*Activité*:
Recopiez intégralement le texte « Que ta volonté soit fête », sans en modifier un seul mot ni un seul signe.

Que ta volonté soit fête

“Quand Stimultania m’a proposé une cavale, j’en rêvais d’une vraie, avec banques braquées, gyrophares, hauts-fonctionnaires mitraillés et générique final défilant dans les yeux d’une foule émue. On me suggéra plutôt un atelier photo apparement loin de mes préoccupations, souvent coincées entre tranchées séparatistes et « cas sociaux » : cette fois, direction l’amour. On m’y coupla aussi un lieu loin de mes habituels collèges privés et soldats souriants : la Cathédrale de Strasbourg… Raison de plus pour accepter (h+0).

(Données extraites d'une collection)
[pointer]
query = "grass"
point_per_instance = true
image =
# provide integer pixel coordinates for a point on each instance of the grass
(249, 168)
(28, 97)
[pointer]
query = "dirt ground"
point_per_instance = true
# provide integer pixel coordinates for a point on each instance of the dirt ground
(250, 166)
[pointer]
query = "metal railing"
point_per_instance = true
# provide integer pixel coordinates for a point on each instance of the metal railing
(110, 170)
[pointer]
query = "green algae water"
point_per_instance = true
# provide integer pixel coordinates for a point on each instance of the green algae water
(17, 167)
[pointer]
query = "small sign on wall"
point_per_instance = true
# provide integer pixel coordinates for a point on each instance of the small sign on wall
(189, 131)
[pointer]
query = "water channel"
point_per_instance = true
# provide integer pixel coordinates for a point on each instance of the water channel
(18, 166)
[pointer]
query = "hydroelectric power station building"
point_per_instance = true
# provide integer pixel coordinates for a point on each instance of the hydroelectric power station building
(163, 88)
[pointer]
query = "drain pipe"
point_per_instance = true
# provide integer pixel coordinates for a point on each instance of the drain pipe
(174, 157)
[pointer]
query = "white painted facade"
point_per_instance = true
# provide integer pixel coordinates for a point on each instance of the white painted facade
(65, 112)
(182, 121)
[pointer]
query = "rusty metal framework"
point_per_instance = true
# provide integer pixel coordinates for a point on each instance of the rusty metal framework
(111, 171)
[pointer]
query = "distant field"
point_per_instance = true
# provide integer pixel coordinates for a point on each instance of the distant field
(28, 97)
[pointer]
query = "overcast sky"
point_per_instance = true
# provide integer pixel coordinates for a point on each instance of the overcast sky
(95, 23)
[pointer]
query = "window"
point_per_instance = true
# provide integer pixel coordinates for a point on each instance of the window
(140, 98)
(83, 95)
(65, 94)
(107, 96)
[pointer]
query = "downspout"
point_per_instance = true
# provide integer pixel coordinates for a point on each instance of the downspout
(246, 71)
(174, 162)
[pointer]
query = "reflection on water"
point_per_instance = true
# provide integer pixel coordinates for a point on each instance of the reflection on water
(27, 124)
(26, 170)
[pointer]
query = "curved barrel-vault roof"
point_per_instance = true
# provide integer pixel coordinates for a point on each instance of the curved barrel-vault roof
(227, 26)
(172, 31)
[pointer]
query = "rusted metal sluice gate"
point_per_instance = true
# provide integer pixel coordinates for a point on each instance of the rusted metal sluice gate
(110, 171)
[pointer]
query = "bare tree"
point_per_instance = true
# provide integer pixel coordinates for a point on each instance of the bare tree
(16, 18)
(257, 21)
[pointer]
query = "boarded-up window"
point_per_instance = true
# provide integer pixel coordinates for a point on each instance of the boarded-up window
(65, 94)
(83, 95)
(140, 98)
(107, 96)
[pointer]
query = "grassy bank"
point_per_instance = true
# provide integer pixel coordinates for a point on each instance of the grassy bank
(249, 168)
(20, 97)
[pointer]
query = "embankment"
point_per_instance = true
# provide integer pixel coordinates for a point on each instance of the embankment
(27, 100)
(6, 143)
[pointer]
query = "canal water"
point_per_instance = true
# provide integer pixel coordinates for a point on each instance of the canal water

*Réponse*:
Que ta volonté soit fête

“Quand Stimultania m’a proposé une cavale, j’en rêvais d’une vraie, avec banques braquées, gyrophares, hauts-fonctionnaires mitraillés et générique final défilant dans les yeux d’une foule émue. On me suggéra plutôt un atelier photo apparement loin de mes préoccupations, souvent coincées entre tranchées séparatistes et « cas sociaux » : cette fois, direction l’amour. On m’y coupla aussi un lieu loin de mes habituels collèges privés et soldats souriants : la Cathédrale de Strasbourg… Raison de plus pour accepter (h+0).